***** Records for the task

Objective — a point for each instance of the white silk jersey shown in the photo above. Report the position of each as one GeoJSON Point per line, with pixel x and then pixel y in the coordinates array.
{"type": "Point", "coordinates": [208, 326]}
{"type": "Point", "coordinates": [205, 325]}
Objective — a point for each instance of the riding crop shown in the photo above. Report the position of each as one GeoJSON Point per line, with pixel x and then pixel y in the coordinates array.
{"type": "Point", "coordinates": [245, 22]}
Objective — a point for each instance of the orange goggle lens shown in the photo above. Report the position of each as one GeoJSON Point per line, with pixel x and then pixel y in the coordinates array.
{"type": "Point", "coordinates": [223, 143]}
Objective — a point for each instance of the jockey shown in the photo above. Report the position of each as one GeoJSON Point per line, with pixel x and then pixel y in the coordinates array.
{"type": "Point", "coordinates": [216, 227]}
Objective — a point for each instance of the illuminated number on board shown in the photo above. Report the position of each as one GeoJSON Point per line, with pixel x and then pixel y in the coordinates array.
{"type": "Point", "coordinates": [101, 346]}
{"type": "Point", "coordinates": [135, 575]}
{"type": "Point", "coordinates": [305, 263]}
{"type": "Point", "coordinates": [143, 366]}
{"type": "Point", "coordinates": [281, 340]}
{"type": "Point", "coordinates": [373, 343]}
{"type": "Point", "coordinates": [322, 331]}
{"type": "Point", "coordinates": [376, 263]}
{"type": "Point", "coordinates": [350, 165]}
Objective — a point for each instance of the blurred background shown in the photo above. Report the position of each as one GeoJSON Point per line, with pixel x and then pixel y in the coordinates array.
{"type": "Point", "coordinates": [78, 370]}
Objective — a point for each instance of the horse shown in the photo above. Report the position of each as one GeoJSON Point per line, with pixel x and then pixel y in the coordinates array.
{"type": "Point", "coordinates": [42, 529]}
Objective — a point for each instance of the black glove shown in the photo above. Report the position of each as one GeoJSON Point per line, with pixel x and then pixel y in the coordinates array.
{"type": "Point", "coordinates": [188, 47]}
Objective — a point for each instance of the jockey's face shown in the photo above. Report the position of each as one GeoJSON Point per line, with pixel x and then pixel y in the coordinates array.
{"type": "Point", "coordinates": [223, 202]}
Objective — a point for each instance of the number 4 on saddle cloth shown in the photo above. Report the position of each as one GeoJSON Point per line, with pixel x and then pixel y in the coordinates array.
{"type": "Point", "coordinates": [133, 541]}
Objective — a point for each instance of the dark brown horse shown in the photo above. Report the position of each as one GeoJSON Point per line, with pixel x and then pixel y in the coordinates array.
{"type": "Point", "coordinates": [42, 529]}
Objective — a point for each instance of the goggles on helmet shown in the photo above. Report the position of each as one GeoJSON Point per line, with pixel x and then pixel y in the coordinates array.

**********

> [Problem]: Each record above must be given again exactly as written.

> [Worked solution]:
Objective — a point for each instance of the white silk jersey shown in the photo above. Report the position of each as one GeoJSON Point per line, with pixel x and then pixel y in the coordinates array.
{"type": "Point", "coordinates": [208, 326]}
{"type": "Point", "coordinates": [205, 325]}
Objective — a point for each instance of the riding crop shown in the photo above. Report the position of each as one GeoJSON Point per line, with pixel x and then pixel y in the coordinates array.
{"type": "Point", "coordinates": [245, 22]}
Objective — a point for each instance of the orange goggle lens shown in the photo above. Report the position of each as one GeoJSON Point per line, with pixel x and then pixel y in the coordinates array.
{"type": "Point", "coordinates": [223, 143]}
Objective — a point for each instance of the jockey shown in the photo above. Report the position of each as one GeoJSON Point per line, with pixel x and then pixel y in the coordinates array.
{"type": "Point", "coordinates": [216, 227]}
Objective — a point for each instance of the illuminated number on board shown in the photo above. Report the position of each as one GeoJSON Point per line, with pixel x and then pixel y in the coordinates array.
{"type": "Point", "coordinates": [101, 346]}
{"type": "Point", "coordinates": [135, 575]}
{"type": "Point", "coordinates": [305, 263]}
{"type": "Point", "coordinates": [143, 366]}
{"type": "Point", "coordinates": [281, 340]}
{"type": "Point", "coordinates": [373, 343]}
{"type": "Point", "coordinates": [322, 331]}
{"type": "Point", "coordinates": [376, 263]}
{"type": "Point", "coordinates": [350, 165]}
Objective — a point for each instance of the blurred background shown in the photo above. Report the position of each as one GeoJSON Point per line, with pixel x and then pixel y in the coordinates array.
{"type": "Point", "coordinates": [78, 370]}
Objective — a point for each instance of the horse shown in the photo above. Report the position of each as one GeoJSON Point per line, with pixel x and then pixel y in the coordinates array.
{"type": "Point", "coordinates": [42, 529]}
Objective — a point for each instance of the black glove shown in the photo above. Report the position of each as one GeoJSON Point per line, with pixel x and then pixel y in the coordinates array.
{"type": "Point", "coordinates": [188, 47]}
Objective — a point for each instance of the jockey's face shown in the photo above. Report the position of each as one GeoJSON Point per line, with pixel x and then pixel y in the coordinates array.
{"type": "Point", "coordinates": [223, 202]}
Objective — a point for each instance of the number 4 on saddle cloth shown in the photo above. Report the position of each as one GeoJSON Point per line, with pixel x and then pixel y in the coordinates array.
{"type": "Point", "coordinates": [133, 541]}
Objective — a point for each instance of the dark brown horse shown in the photo above. Report the position of each as one GeoJSON Point per line, with pixel x and then pixel y in the coordinates array.
{"type": "Point", "coordinates": [42, 529]}
Objective — a point for each instance of the goggles on helmet shown in the photo above. Report the position of each as one GeoJSON Point per line, with pixel x and then pixel y in the coordinates array.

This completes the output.